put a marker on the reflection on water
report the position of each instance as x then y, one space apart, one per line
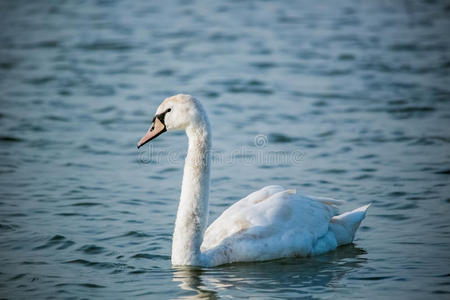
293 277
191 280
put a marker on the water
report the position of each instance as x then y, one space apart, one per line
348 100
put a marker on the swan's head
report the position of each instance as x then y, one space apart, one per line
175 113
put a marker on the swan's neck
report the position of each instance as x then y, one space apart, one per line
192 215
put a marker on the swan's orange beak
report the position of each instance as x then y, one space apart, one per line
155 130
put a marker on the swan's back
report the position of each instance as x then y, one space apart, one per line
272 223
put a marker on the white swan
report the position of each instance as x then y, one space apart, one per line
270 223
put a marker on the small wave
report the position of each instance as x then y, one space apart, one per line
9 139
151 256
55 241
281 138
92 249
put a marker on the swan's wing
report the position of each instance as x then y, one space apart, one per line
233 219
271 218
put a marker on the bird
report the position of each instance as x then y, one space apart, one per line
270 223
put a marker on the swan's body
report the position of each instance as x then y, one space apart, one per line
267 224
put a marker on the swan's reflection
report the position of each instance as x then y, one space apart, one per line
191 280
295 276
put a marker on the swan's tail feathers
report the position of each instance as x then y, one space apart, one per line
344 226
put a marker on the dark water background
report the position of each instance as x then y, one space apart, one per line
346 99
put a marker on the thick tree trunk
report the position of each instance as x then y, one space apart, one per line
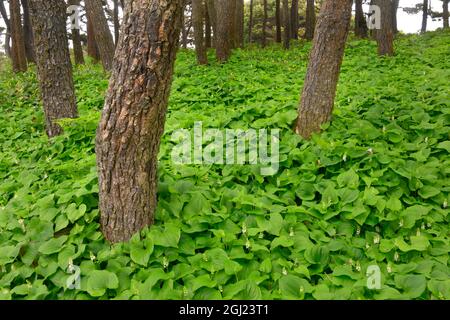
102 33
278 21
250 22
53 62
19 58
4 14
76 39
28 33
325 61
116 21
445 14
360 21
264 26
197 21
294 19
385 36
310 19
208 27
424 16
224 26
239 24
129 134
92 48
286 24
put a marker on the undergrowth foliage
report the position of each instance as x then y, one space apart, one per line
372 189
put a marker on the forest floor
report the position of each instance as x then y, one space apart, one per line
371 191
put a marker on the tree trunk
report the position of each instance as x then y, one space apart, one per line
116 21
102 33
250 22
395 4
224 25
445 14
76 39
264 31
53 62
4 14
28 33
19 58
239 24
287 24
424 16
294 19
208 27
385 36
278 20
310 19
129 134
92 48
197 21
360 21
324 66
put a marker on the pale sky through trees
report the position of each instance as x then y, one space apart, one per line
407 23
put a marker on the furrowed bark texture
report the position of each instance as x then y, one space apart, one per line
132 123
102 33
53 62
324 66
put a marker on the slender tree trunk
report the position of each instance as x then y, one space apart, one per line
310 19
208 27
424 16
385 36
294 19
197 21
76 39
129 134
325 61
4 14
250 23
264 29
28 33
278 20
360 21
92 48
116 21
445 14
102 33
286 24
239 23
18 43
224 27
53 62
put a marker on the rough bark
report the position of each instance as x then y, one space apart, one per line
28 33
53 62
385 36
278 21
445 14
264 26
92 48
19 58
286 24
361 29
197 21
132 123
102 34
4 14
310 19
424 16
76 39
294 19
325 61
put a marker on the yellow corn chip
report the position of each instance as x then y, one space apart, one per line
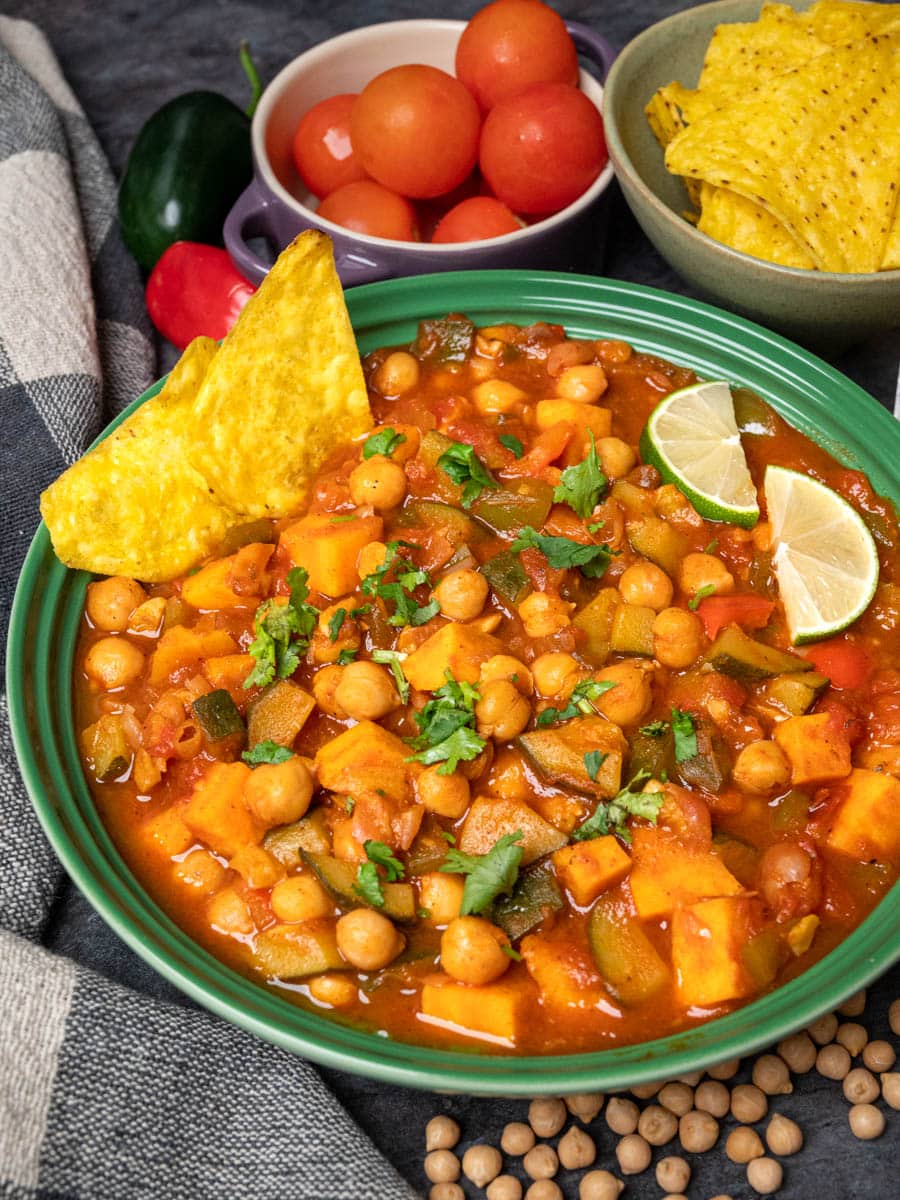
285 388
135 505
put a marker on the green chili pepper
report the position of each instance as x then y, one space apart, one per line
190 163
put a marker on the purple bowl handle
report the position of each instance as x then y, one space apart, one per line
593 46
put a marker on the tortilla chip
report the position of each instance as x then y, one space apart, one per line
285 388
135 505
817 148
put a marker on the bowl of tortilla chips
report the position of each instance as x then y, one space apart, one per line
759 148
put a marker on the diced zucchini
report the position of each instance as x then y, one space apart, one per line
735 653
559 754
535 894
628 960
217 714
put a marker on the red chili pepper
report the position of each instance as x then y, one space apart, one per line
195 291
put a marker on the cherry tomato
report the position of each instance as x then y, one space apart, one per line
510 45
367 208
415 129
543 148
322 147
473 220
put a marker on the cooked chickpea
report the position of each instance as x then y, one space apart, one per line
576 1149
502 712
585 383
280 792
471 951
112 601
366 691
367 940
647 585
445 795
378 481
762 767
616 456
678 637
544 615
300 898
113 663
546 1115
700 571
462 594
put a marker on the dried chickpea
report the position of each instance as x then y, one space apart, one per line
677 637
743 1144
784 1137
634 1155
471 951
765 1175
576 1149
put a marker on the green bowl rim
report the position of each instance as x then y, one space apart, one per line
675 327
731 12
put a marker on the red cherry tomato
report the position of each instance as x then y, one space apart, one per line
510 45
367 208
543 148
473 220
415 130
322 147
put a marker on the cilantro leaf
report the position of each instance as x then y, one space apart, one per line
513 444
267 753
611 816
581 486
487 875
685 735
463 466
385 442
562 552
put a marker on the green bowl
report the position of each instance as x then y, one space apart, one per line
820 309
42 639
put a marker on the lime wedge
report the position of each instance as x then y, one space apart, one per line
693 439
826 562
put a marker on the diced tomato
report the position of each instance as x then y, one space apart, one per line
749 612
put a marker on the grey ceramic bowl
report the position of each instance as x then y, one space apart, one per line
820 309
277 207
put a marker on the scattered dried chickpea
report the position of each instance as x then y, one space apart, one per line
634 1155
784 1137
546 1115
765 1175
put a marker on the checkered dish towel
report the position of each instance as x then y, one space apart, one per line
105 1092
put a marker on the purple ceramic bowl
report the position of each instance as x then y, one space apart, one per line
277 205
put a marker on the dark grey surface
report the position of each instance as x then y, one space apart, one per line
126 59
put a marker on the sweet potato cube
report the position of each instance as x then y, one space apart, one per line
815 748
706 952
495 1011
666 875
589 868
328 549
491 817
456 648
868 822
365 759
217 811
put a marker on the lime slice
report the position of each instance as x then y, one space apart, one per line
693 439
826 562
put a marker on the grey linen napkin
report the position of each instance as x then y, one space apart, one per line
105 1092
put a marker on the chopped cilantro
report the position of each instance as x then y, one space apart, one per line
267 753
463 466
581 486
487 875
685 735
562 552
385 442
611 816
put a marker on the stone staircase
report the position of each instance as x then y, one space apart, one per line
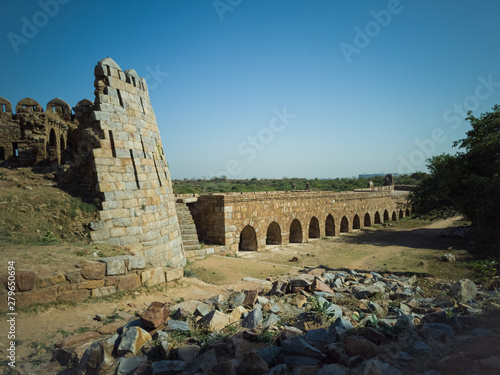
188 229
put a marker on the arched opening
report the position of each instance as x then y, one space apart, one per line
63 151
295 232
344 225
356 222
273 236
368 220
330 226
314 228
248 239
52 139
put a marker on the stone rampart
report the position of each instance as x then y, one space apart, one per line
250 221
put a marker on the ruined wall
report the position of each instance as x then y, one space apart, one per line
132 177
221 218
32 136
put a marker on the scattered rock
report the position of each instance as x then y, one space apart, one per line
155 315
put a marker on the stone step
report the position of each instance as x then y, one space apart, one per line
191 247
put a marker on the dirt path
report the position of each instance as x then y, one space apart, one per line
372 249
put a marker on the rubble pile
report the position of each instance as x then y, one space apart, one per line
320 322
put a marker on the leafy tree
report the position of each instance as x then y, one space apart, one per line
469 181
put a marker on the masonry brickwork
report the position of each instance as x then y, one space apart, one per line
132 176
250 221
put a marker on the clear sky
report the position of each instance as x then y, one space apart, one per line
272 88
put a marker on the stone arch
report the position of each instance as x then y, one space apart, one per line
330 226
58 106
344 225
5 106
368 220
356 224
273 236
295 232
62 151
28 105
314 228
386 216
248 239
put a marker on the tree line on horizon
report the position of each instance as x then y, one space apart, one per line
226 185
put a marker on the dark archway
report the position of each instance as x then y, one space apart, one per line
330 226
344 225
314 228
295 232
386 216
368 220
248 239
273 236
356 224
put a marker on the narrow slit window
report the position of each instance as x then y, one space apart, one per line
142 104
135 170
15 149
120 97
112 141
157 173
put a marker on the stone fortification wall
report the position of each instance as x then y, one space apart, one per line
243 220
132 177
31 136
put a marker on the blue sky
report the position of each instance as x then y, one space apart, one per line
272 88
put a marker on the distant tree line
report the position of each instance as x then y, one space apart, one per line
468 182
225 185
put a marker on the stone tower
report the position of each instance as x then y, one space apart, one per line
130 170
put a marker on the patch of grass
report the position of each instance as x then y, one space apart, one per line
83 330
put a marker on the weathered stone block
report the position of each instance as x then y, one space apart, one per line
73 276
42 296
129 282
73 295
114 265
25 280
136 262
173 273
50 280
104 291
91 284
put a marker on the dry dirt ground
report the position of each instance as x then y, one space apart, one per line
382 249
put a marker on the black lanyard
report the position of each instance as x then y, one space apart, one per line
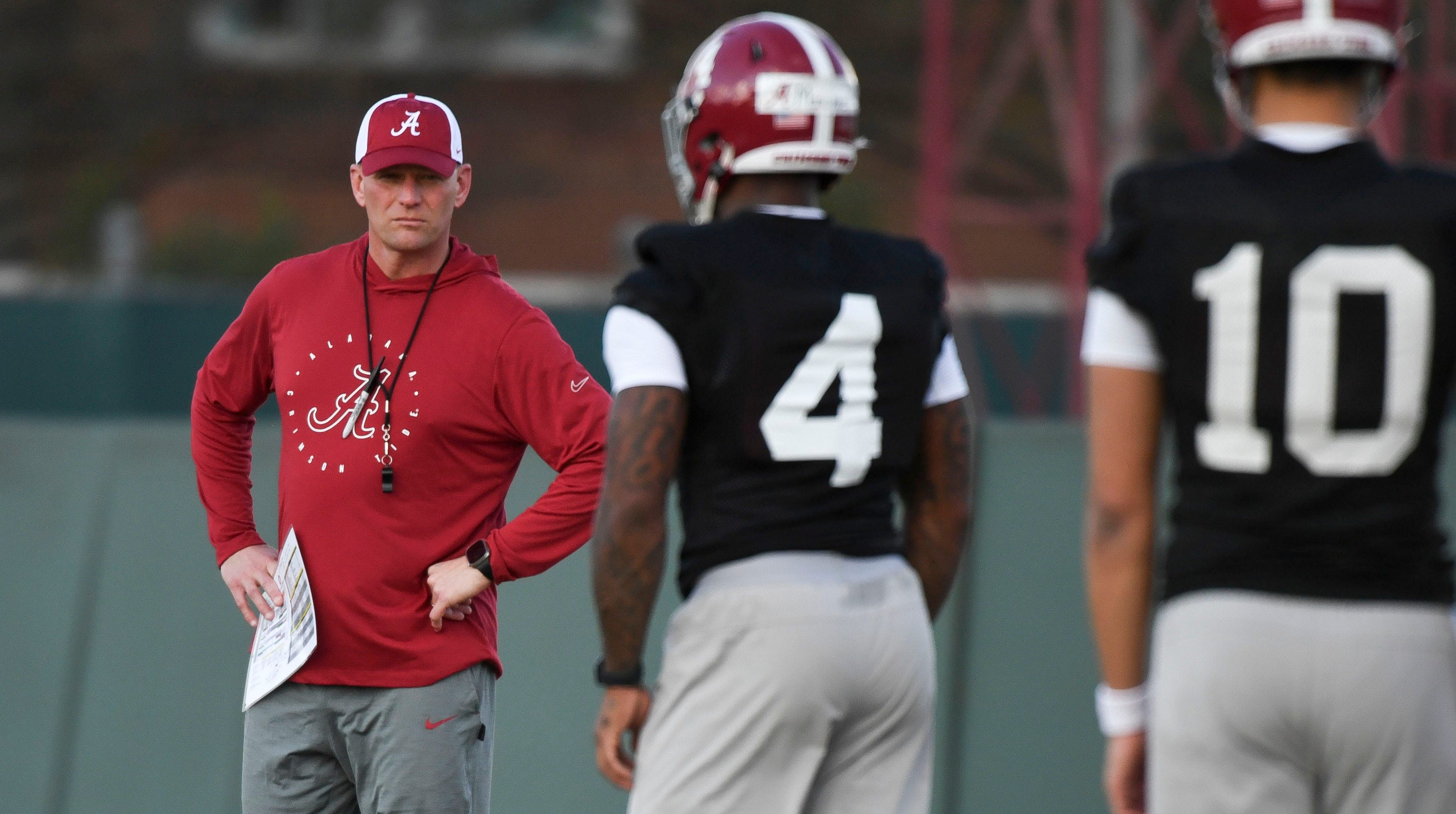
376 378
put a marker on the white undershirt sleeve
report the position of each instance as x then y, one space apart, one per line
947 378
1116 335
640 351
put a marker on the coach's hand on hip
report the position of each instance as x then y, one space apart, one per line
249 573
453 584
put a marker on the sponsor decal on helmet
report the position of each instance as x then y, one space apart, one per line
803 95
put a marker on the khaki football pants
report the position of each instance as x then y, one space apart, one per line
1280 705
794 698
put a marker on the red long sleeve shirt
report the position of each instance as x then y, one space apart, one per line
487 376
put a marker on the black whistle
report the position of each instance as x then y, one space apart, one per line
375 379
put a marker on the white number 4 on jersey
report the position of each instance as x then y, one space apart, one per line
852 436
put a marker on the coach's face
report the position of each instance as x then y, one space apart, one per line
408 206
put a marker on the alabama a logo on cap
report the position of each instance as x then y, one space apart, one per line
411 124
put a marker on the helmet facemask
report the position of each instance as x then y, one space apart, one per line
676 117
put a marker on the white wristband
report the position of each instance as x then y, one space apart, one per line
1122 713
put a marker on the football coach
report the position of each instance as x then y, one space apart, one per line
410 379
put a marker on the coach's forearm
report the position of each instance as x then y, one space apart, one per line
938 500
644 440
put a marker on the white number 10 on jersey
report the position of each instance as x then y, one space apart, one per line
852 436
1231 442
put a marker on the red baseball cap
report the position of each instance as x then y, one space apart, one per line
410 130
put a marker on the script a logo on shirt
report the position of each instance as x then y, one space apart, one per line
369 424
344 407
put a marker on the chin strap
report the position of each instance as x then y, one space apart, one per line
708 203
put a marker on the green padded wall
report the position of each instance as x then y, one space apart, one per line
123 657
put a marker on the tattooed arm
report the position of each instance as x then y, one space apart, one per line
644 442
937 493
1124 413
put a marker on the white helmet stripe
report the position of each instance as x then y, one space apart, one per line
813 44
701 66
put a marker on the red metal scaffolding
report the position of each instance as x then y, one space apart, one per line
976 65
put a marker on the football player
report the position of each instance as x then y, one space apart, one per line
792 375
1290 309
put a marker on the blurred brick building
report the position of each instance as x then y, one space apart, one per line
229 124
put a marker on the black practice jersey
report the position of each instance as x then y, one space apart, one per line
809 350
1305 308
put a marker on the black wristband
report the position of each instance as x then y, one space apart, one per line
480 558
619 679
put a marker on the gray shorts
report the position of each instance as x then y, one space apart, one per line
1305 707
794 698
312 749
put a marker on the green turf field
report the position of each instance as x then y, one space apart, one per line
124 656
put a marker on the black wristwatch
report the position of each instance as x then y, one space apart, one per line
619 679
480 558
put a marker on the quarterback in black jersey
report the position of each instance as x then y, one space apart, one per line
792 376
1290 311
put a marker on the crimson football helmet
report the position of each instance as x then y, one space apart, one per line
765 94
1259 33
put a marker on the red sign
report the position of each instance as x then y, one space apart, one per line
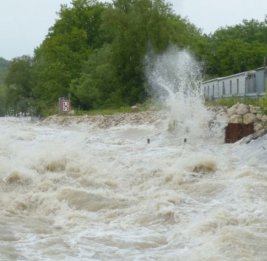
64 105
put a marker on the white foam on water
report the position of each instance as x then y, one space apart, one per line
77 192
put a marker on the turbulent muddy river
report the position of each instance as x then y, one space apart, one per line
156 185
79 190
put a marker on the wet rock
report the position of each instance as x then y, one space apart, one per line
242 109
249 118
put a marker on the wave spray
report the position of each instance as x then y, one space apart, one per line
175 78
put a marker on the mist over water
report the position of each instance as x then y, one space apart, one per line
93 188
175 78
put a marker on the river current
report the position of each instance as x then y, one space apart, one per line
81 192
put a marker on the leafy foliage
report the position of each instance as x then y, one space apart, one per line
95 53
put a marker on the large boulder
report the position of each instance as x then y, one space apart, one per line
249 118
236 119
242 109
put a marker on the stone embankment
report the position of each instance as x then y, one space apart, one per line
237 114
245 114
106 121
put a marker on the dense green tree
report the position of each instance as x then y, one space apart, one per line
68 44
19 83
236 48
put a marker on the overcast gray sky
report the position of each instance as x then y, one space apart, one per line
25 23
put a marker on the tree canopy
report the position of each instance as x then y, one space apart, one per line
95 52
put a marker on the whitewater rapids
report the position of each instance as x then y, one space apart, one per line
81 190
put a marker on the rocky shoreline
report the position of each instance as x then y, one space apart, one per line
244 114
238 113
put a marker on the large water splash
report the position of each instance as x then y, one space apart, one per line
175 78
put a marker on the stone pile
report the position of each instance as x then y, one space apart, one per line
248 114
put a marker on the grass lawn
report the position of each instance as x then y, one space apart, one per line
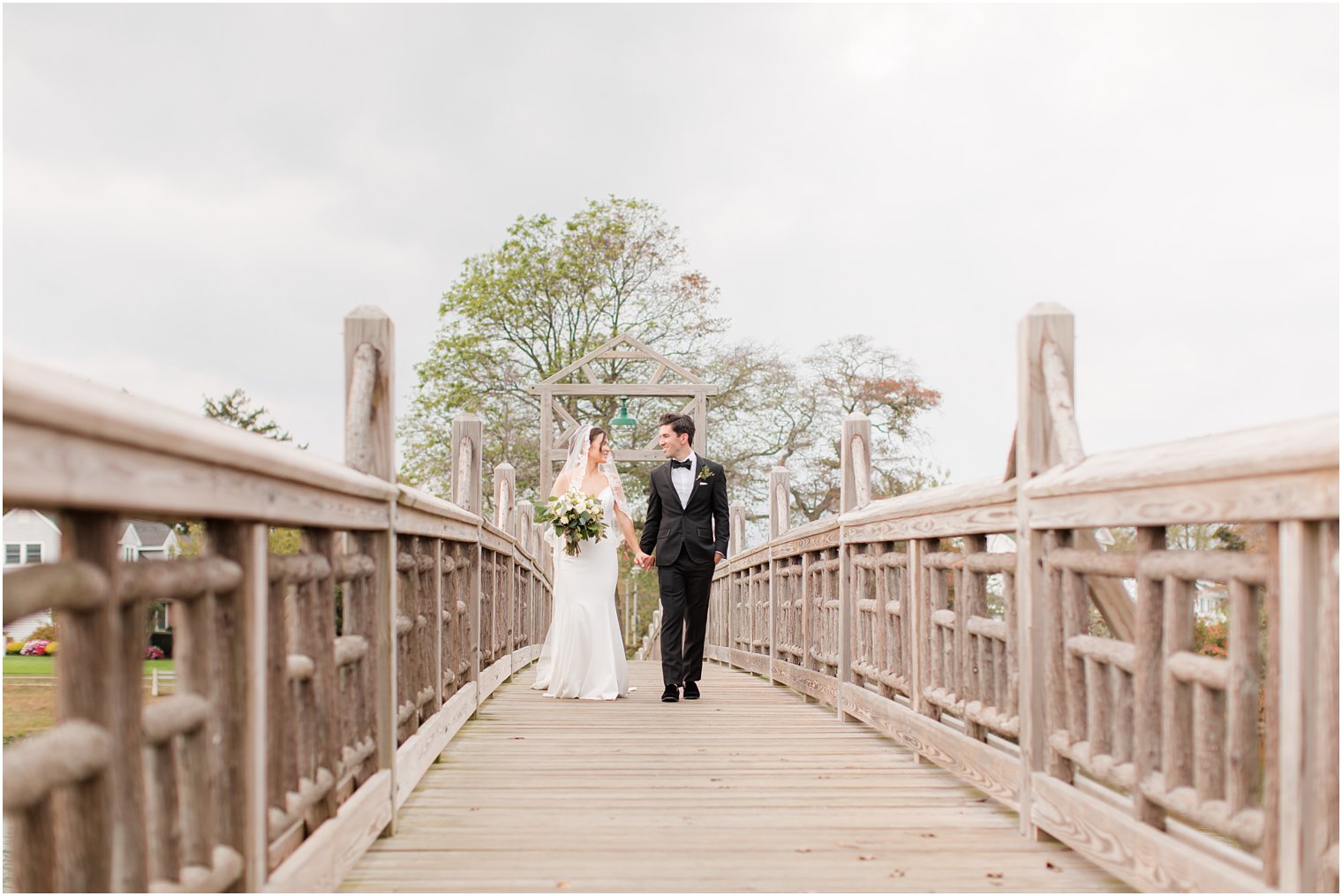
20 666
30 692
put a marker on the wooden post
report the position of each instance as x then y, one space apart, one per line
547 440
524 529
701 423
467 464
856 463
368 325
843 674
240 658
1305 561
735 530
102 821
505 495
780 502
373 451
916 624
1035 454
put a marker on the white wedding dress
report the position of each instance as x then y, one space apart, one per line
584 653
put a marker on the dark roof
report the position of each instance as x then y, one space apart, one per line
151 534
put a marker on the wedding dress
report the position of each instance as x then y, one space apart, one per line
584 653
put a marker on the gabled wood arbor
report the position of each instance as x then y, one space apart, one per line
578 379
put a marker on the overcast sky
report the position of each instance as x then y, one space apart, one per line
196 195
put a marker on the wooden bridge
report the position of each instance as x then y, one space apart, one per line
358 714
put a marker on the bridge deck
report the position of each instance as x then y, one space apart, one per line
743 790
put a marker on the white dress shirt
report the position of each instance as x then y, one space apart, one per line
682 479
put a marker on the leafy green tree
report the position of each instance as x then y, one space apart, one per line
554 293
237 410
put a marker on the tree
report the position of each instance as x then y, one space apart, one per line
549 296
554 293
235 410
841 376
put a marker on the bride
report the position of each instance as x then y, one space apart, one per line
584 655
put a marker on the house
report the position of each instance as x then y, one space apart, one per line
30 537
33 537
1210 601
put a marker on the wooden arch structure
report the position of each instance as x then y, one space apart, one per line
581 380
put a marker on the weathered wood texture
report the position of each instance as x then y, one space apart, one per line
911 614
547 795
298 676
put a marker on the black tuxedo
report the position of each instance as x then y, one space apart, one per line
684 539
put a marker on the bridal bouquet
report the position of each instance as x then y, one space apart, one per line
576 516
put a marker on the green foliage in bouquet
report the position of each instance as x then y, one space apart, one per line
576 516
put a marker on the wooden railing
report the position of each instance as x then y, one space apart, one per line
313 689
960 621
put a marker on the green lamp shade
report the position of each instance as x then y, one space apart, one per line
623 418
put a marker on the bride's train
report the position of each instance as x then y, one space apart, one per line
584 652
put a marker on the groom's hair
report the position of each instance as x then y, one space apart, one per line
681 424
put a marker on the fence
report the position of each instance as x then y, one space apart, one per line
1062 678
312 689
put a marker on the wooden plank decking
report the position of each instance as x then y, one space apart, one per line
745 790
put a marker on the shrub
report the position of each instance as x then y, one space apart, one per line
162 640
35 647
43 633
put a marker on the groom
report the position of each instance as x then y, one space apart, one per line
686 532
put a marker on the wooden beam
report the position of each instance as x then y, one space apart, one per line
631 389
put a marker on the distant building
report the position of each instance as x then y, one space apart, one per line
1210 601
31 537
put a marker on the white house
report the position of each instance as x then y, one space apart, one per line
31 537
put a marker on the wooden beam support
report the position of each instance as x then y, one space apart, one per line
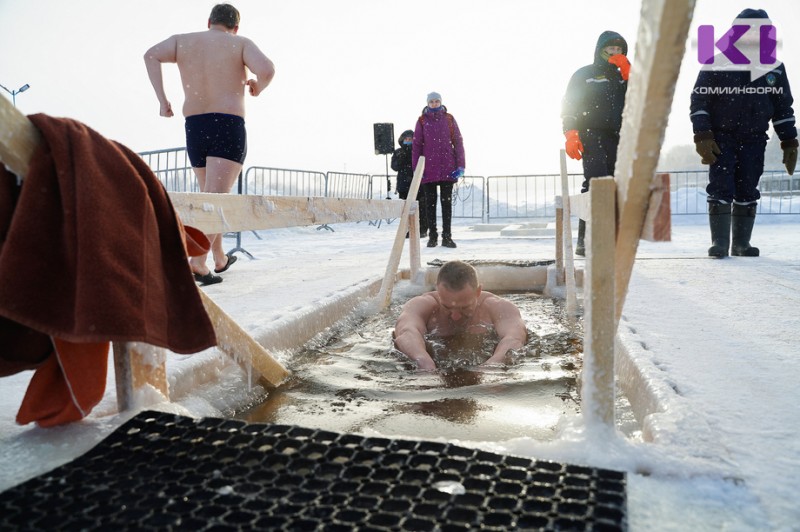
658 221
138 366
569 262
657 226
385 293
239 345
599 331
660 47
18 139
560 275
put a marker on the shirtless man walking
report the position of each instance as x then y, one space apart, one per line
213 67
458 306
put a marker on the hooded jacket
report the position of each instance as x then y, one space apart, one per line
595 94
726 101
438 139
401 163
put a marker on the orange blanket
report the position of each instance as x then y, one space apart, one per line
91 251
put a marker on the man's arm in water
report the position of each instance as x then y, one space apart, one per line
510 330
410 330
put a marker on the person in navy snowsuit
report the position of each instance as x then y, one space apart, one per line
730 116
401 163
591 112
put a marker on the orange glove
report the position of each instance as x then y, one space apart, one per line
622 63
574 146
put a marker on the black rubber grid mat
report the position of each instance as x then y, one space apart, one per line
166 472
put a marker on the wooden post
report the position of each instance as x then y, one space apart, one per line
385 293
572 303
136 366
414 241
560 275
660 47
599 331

-- REQUIRED TASK --
Print from the line containing "put a marker on the shirtless man walking" to the last line above, exactly as written.

-- RESULT --
put a marker on the shirtless man walking
report the position of each instance as x then y, one space apart, one per line
213 67
458 306
put a marker on the hooded jacket
report the position of each instance as x then y, one space apart, one per line
595 94
726 101
438 139
401 163
put a marker on the orange blanket
report the position of each instance as x then y, one space apart, one per line
91 251
put a marker on the man's arm in water
report the position of each instance as x then y, one space apart, one per line
510 330
410 330
put a marker on the person in navy snowsuit
report the position of each instance as x then y, one space apart, one per line
730 116
401 163
591 112
put a marker on the orange glove
report the position of each instance as x then y, one space apart, one per line
622 63
574 146
put a marker on the black rubber grid mat
report the position of each instance as x then y, one space apart, one per line
166 472
put a marker on the wooden post
report the position of each instance as x then y, one space apart, one per line
385 293
572 303
136 366
414 241
560 275
660 47
599 331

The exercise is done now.